Please render the records below as a Markdown table with the columns Row and Line, giving each line its own numbered row and leaving out blank lines.

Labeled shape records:
|---|

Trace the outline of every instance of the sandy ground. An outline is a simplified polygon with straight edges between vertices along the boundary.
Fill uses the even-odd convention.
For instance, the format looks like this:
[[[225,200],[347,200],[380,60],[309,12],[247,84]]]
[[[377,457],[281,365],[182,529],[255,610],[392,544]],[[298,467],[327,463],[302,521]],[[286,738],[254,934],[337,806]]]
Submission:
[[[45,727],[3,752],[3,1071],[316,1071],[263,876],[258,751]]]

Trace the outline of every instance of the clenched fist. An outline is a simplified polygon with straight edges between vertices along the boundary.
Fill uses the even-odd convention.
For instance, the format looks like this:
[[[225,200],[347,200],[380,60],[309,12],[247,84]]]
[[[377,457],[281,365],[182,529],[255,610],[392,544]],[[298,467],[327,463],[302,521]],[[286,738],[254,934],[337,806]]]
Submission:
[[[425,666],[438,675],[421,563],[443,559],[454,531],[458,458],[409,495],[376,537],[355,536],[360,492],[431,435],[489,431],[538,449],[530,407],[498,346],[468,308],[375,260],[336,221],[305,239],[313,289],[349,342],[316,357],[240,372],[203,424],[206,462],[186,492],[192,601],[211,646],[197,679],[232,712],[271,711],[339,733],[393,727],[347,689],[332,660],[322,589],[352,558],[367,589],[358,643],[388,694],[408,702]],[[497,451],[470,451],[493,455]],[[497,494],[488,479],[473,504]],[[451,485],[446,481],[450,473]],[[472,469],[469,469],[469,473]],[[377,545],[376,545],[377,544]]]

|---|

■ EXPECTED ANSWER ■
| Row | Line |
|---|---|
| 1 | Trace the outline of every instance of the sandy ground. An outline is a simplified polygon with straight edges between vertices along the boundary. |
| 2 | Fill uses the even-odd convention. |
| 3 | For instance, the format looks like this: |
| 4 | [[[225,200],[347,200],[380,60],[309,12],[247,84]]] |
| 5 | [[[377,457],[281,365],[182,529],[255,610],[392,544]],[[298,467],[327,463],[302,521]],[[286,738],[254,934],[337,806]]] |
| 6 | Submission: |
| 7 | [[[45,727],[3,752],[3,1071],[316,1071],[263,876],[258,751]]] |
| 8 | Trace the outline of every instance of the clenched fist. An outline is a simplified polygon with straight edges between vertices along the boundary. |
| 9 | Fill uses the even-odd convention. |
| 10 | For instance, the format looks like this: |
| 11 | [[[225,200],[347,200],[380,60],[309,12],[247,84]]] |
| 12 | [[[377,457],[281,365],[182,529],[255,610],[392,544]],[[298,467],[327,463],[302,521]],[[286,738],[254,934],[337,806]]] |
| 13 | Submission: |
| 14 | [[[425,666],[438,675],[421,563],[443,559],[454,531],[458,458],[409,495],[376,537],[355,536],[360,492],[431,435],[489,431],[538,449],[530,407],[498,346],[468,308],[375,260],[336,221],[305,239],[313,289],[349,342],[316,357],[240,372],[203,424],[206,462],[186,492],[192,601],[211,646],[197,679],[232,712],[271,711],[339,733],[393,727],[347,689],[332,660],[322,589],[352,558],[367,589],[358,643],[388,694],[408,702]],[[497,451],[470,451],[493,455]],[[497,494],[488,479],[473,504]],[[451,485],[446,481],[450,473]],[[472,469],[469,469],[469,473]],[[377,545],[376,545],[377,544]]] |